Dataset entries:
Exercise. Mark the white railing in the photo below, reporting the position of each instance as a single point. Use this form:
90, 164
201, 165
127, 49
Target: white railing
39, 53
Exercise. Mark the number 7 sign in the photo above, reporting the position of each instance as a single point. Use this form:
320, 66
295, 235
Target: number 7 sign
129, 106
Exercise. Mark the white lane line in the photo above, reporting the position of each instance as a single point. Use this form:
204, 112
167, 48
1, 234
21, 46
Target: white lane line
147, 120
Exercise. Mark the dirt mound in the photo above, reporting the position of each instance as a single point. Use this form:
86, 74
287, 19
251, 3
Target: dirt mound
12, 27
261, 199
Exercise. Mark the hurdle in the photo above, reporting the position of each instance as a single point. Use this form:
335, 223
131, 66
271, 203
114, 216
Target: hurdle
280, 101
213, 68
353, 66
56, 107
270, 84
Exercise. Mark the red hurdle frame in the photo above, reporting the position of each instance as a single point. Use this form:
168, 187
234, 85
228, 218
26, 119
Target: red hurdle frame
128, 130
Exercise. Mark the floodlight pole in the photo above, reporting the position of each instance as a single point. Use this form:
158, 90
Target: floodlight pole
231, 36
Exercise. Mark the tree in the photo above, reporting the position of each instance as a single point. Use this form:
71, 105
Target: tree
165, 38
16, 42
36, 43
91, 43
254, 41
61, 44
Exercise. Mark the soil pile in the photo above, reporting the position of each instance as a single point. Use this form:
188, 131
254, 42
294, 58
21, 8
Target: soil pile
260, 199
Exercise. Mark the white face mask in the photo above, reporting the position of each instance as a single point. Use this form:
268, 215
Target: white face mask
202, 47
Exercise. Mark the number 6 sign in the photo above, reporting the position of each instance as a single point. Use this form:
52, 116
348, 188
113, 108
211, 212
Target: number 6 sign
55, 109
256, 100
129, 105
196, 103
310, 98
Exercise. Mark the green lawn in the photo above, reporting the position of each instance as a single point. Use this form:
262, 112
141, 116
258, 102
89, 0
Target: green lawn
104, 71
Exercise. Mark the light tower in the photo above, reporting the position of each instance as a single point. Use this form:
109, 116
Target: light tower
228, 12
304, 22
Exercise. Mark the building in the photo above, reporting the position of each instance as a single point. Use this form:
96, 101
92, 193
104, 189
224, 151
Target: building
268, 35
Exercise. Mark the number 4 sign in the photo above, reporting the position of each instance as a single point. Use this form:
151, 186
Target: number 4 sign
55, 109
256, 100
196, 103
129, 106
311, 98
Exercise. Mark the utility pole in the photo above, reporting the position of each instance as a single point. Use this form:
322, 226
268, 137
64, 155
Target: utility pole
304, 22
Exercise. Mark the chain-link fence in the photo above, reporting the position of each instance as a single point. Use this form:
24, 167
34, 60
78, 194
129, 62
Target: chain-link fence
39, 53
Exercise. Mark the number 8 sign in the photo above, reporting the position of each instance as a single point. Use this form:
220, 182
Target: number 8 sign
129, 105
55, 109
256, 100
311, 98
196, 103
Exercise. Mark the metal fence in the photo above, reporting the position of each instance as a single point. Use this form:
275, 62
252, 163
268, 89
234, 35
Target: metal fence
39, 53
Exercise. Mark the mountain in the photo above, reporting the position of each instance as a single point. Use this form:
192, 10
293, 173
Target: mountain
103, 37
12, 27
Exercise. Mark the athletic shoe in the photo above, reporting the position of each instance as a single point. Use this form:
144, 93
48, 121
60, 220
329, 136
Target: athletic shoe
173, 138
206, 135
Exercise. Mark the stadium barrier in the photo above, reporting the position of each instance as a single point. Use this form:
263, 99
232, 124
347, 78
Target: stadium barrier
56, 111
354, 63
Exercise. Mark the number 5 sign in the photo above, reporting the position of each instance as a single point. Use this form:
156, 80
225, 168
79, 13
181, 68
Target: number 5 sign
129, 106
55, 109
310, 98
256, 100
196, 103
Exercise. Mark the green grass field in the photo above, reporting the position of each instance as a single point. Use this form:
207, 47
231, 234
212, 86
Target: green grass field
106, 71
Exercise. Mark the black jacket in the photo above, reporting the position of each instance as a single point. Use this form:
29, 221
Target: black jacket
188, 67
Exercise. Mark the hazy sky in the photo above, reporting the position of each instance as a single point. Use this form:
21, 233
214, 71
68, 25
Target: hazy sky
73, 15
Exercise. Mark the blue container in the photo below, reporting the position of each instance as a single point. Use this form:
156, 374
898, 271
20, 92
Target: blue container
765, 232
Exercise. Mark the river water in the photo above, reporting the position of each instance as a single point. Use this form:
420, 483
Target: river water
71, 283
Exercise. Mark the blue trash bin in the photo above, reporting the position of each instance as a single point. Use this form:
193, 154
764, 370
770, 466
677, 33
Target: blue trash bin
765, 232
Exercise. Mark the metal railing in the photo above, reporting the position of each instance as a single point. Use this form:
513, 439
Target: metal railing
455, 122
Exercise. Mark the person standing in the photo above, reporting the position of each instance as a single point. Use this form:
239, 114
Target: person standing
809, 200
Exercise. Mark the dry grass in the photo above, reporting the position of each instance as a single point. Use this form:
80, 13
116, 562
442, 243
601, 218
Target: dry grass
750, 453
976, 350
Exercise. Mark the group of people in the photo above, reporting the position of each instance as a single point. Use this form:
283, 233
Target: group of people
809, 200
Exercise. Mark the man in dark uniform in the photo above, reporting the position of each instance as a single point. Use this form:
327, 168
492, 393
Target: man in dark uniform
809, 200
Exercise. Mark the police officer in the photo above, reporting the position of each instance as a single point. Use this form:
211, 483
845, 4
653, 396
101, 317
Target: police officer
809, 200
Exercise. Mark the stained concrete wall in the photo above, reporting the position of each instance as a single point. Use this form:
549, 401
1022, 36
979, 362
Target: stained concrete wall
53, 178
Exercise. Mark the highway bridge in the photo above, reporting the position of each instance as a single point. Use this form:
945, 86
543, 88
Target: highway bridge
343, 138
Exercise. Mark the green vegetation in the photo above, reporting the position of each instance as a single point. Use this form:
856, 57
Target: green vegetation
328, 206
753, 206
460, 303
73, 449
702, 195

Set exercise: Reproduce the entries above in full by retyping them exactly.

Full answer:
Exercise. Mark the white railing in the photo below, reporting the position of each instance as a single point. Use this form:
90, 164
201, 165
127, 49
Target: white railing
39, 53
Exercise. Mark the number 7 sign in the photo above, reporting the position of each instance as a single point. Use this form:
320, 66
295, 235
Target: number 7 sign
129, 106
Exercise. Mark the white lane line in the photo above, reporting the position of each instance as a single point. Use this form:
204, 112
167, 48
1, 234
21, 46
Target: white lane line
147, 120
Exercise. Mark the dirt mound in the photo above, reporting the position of each instance as a single point. Use this form:
86, 74
287, 19
251, 3
Target: dirt mound
12, 27
261, 199
Exercise. Mark the hurdle in the photo above, reporting the position of each instance as a single point. Use this form:
335, 223
131, 66
271, 203
114, 216
Target: hurdle
280, 101
213, 68
353, 66
56, 107
270, 84
Exercise. Mark the red hurdle frame in the photo above, reporting the position of each instance as a single point. Use this form:
168, 187
234, 85
228, 218
26, 119
Target: red hurdle frame
128, 130
Exercise. Mark the floodlight pole in the photo above, reporting the position of each instance as a single point. Use this form:
158, 90
Target: floodlight pole
231, 36
Exercise. Mark the tree in the photo above, reporting the position of each instance as a single point. Use this form:
71, 105
Target: tree
165, 38
16, 42
36, 43
91, 43
254, 41
61, 44
Exercise. Mark the soil pile in the photo above, reporting the position of each instance as a single point. Use this form:
188, 131
254, 42
294, 58
21, 8
Target: soil pile
260, 199
Exercise. Mark the white face mask in the photo above, reporting the position of each instance as a single point. Use this form:
268, 215
Target: white face mask
202, 47
Exercise. Mark the number 6 sign in the photo above, reporting the position of each instance as a single point. Use this form:
52, 116
348, 188
113, 108
211, 212
Target: number 6 sign
55, 109
256, 100
129, 105
196, 103
310, 98
Exercise. Mark the green lawn in the photo above, reporting the position of each instance as a single point. Use this form:
262, 112
141, 116
258, 102
89, 0
Target: green lawn
104, 71
Exercise. Mark the light tower in the photo above, reporting the position of each instance as a single point. Use this form:
109, 116
Target: light tower
228, 12
304, 22
Exercise. Mark the building in the photo above, reporting the position of each instance as a single point. Use this form:
96, 101
92, 193
104, 189
224, 151
Target: building
268, 35
Exercise. Mark the number 4 sign in the photo above, reporting the position of each instance as a single point. Use this form:
151, 186
Target: number 4 sign
55, 109
256, 100
196, 103
129, 106
311, 98
Exercise. Mark the utility pole in the photo above, reporting the position of each instance as a single point. Use this form:
322, 226
268, 137
64, 155
Target: utility pole
304, 22
Exercise. Mark the chain-link fence in the photo above, reporting the position of each instance as a single point. Use this form:
24, 167
34, 60
78, 194
129, 62
Target: chain-link fence
39, 53
Exercise. Mark the number 8 sign in the photo above, reporting the position of each instance as a single point. Use this form:
220, 182
Target: number 8 sign
129, 105
55, 109
256, 100
311, 98
196, 103
Exercise. Mark the metal fence in the photo above, reporting the position of each instance as a single point. Use this form:
275, 62
252, 163
268, 89
234, 35
Target: metal fence
39, 53
Exercise. Mark the mountain in the photo above, reporting the position of each instance as a single point. Use this form:
192, 10
293, 173
Target: mountain
103, 37
12, 27
Exercise. Mark the athletic shoe in the photo above, reporting the position of each instance as a single point. Use this form:
144, 93
48, 121
60, 220
329, 136
Target: athletic shoe
173, 138
206, 135
Exercise. Mark the stadium barrier in the photo above, reporting the position of each instance as a single point. Use this form:
263, 99
232, 124
347, 78
Target: stadium barrier
56, 111
354, 63
Exercise. Mark the number 5 sign in the photo above, reporting the position of each instance as a single point. Use this form:
156, 80
225, 168
79, 13
181, 68
Target: number 5 sign
129, 106
55, 109
310, 98
256, 100
196, 103
Exercise. Mark the green grass field in the photo above, reporting the position of each instance as a single point. Use this form:
207, 47
231, 234
212, 86
Target: green grass field
106, 71
Exercise. Mark the black jacket in the photo above, reporting the position of each instance as a single point. Use this form:
29, 221
Target: black jacket
188, 67
Exercise. Mark the hazy sky in the photo above, reporting the position of each instance as a single point. Use this form:
21, 233
214, 71
68, 25
Target: hazy sky
73, 15
Exercise. Mark the blue container in the photo below, reporting the position of each instance as a single point. Use this form:
156, 374
898, 271
20, 92
Target: blue container
765, 232
Exercise. Mark the river water in the photo above, reporting the position of each instance as a single point. Use this form:
420, 483
Target: river water
71, 283
Exercise. Mark the blue trash bin in the photo above, reporting the position of each instance as a single point. Use this form:
193, 154
764, 370
770, 466
677, 33
Target: blue trash bin
765, 232
Exercise. Mark the metal railing in the photo above, reporting the position of each instance as a single point. Use this form:
513, 439
Target: metal railing
455, 122
Exercise. Mark the person standing in the photo above, reporting the position of each instance as a single point. Use this form:
239, 114
Target: person standing
809, 200
Exercise. Mark the dry grass in the photo above, reporting the position of each instance as a single point. Use this form:
80, 13
116, 562
442, 243
601, 218
Target: dry grass
750, 453
976, 350
Exercise. Mark the group of people in the photo above, reporting the position of each instance as a single point. Use this form:
283, 233
Target: group of people
809, 200
Exercise. Mark the man in dark uniform in the photo above, reporting the position of each instance as a single point. Use this form:
327, 168
492, 393
Target: man in dark uniform
809, 200
Exercise. Mark the police officer in the photo above, reporting the position of each instance as a single point. Use this form:
211, 483
845, 4
653, 396
101, 317
Target: police officer
809, 200
Exercise. Mark the stained concrete wall in the photo above, reporting the position of each instance as a single point. Use this form:
549, 401
1022, 36
979, 362
Target: stained concrete wall
53, 178
Exercise. Mark the highway bridge in the photo above, reporting the position of each instance as a single point. Use this form:
945, 86
543, 88
Target: highway bridge
343, 138
Exercise. Mark the green vegetation in the photo above, reporting the position of each instance as a single point. Use this form:
856, 57
Target: green vegetation
328, 206
753, 206
460, 303
73, 449
702, 195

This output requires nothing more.